Условие задания:
Перепечатайте из фрагмента о пантюркизме и панисламизме отрывок от слов «Главными концепциями, выдвинутыми» до слов «всю совокупность мусульман.» включительно.

:: Фрагмент текста

Главными концепциями, выдвинутыми представителями тюрко-мусульманского мира, стремившимися сохранить этническую и религиозную идентичность, были теории пантюркизма [1] и панисламизма. Пантюркизм рассматривает всю совокупность тюркских народов как некое единство, одну нацию, имеющую общую прародину – Туран. Панисламизм таким же единством представляет всю совокупность мусульман.
Возникновение этих теорий связывалось с Египтом [2], Турцией [3] и другими мусульманскими странами. Синтез и пропаганду пантюркизма связывают и с А. Вамбери, венгерским евреем-эмигрантом, работавшим на британскую разведку [4]. Историография советского времени дистанцировалась от объективного анализа пантюркизма и панисламизма, подменяя научное познание идеологической критикой [5]. Последнее десятилетие отмечено небывалым всплеском интереса и к этим теориям, и к джадидизму, что связано с политической ситуацией и снятием многих табу. Наиболее интересной является точка зрения
С.М. Червонной, считающей эти теории не импортированными в Россию извне, а возникшими на российской почве [6]. Действительно, идеологические концепции, выдвигавшиеся национальными движениями тюрко-мусульманских народов в XIX–XX вв., во многом демонстрировали сложности российской социальной действительности, национальной политики, общественной мысли.
Концепция пантюркизма активно использовалась в политических целях, помогая обосновать претензии на создание некоего единого государственного, федеративного или союзного, объединения (ассоциации) – «Великого Турана» [7].
Центральная мифологема тюркского сознания – понятие о «Едином Туркестане», который охватывает всех тюрков, а также, что немаловажно, все земли, ими населенные – от Средиземного моря до западных провинций Китая. «Единый Туркестан» – это идеальная реализация цивилизационного тюркского единства, характеризующегося не культурно-конфессиональной идентификацией, как это было в старых «осевых» цивилизациях христианства, ислама и буддизма, но идентификацией этнической. В начале XX в. тюрки впервые манифестировали себя как носителей принципиально новых секулярных цивилизационных ценностей [8].

::::
:: Исходные данные

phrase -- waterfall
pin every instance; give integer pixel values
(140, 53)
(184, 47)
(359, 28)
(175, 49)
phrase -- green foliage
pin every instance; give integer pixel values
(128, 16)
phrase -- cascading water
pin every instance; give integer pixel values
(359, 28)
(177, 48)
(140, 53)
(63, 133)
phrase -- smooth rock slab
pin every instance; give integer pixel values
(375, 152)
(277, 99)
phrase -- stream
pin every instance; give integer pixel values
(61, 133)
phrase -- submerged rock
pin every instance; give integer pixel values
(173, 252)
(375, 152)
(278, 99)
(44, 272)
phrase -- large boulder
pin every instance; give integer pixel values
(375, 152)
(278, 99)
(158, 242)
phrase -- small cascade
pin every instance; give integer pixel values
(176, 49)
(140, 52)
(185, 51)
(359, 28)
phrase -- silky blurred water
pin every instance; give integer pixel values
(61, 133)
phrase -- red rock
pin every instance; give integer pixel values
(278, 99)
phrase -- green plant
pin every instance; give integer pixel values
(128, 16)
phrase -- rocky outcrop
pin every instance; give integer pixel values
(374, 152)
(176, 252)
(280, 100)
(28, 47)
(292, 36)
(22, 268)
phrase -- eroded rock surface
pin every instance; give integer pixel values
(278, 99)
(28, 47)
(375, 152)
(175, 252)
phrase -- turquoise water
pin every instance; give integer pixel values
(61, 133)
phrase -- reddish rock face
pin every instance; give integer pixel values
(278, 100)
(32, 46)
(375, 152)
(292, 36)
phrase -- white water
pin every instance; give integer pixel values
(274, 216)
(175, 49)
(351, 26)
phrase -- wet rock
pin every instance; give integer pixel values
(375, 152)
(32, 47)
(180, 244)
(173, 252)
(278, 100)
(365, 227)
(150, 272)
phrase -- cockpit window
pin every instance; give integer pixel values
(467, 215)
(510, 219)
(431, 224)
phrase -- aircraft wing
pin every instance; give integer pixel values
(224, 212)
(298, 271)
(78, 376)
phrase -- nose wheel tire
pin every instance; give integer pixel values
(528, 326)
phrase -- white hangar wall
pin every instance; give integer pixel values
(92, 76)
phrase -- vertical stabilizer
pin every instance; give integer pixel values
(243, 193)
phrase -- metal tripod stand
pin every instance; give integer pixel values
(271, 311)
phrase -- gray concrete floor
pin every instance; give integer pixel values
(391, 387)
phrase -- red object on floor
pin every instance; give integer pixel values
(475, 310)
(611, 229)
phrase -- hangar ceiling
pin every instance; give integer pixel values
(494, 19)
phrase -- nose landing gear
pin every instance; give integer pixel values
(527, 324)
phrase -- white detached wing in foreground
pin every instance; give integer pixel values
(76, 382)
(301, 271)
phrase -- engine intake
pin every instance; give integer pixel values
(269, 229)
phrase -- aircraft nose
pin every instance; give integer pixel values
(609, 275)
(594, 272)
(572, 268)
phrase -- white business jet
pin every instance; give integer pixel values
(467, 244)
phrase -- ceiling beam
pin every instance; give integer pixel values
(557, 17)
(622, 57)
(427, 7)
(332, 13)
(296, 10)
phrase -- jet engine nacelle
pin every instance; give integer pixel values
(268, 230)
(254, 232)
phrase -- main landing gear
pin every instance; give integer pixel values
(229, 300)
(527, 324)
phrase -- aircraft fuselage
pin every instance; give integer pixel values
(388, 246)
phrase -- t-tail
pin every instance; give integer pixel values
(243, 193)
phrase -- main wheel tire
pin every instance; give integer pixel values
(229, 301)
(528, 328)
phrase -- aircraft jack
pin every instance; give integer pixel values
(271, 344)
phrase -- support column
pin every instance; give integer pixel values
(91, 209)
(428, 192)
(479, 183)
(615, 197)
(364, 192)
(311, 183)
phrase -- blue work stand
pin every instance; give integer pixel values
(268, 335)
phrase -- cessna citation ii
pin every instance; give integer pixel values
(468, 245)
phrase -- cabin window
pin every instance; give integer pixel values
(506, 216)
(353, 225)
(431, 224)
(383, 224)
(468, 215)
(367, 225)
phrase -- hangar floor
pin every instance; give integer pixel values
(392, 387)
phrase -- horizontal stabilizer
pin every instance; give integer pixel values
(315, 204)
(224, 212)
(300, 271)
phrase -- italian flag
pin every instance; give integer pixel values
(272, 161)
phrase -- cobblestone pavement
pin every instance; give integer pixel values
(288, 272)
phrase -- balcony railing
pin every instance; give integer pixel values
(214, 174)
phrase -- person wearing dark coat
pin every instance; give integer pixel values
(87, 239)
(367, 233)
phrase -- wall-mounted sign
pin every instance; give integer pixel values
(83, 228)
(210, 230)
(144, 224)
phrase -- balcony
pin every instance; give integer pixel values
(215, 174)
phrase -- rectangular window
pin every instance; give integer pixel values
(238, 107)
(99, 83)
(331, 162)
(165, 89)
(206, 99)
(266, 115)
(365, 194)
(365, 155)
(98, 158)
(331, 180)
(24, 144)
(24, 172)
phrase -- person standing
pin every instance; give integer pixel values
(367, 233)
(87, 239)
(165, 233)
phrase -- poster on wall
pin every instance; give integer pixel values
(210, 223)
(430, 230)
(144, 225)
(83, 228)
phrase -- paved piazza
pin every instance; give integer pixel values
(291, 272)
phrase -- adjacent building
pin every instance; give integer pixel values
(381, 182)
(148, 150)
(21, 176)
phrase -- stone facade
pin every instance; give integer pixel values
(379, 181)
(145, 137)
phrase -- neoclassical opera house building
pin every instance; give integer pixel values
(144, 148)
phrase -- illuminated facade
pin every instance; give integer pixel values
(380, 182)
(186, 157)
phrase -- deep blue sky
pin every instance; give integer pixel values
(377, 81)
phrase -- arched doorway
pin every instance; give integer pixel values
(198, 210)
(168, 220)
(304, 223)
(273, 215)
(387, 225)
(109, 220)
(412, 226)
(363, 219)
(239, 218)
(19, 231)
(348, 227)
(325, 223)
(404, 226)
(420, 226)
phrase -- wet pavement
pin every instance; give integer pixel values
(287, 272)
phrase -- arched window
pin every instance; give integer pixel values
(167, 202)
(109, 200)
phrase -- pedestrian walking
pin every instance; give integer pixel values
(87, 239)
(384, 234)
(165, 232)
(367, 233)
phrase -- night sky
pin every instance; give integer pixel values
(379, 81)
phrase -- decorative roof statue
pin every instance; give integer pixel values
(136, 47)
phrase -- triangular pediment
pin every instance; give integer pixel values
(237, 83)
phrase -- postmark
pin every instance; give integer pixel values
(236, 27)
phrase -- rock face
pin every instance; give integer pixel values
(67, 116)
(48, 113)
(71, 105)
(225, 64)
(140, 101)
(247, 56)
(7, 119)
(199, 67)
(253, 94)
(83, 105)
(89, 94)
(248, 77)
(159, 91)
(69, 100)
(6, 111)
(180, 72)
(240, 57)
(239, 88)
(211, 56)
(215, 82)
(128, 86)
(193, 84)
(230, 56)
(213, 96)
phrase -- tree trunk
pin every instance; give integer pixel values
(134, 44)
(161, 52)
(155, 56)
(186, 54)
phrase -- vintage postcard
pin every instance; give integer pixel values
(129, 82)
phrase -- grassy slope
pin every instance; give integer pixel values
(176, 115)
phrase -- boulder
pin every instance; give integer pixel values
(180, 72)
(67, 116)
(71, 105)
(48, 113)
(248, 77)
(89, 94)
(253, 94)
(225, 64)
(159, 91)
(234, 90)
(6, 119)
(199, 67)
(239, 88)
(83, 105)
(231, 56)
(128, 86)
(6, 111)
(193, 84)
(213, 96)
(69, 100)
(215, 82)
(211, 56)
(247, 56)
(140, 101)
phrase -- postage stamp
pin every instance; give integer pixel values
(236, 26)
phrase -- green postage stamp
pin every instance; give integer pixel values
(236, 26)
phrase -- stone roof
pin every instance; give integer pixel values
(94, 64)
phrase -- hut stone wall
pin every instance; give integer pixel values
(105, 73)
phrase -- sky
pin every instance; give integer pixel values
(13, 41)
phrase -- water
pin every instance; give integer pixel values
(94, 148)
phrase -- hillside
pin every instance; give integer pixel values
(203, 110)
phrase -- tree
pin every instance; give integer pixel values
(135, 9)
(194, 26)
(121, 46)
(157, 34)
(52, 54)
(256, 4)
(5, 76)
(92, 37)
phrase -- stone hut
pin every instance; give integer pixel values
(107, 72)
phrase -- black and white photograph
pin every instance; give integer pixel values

::::

Ответ:
Главными концепциями, выдвинутыми представителями тюрко-мусульманского мира, стремившимися сохранить этническую и религиозную идентичность, были теории пантюркизма [1] и панисламизма. Пантюркизм рассматривает всю совокупность тюркских народов как некое единство, одну нацию, имеющую общую прародину – Туран. Панисламизм таким же единством представляет всю совокупность мусульман.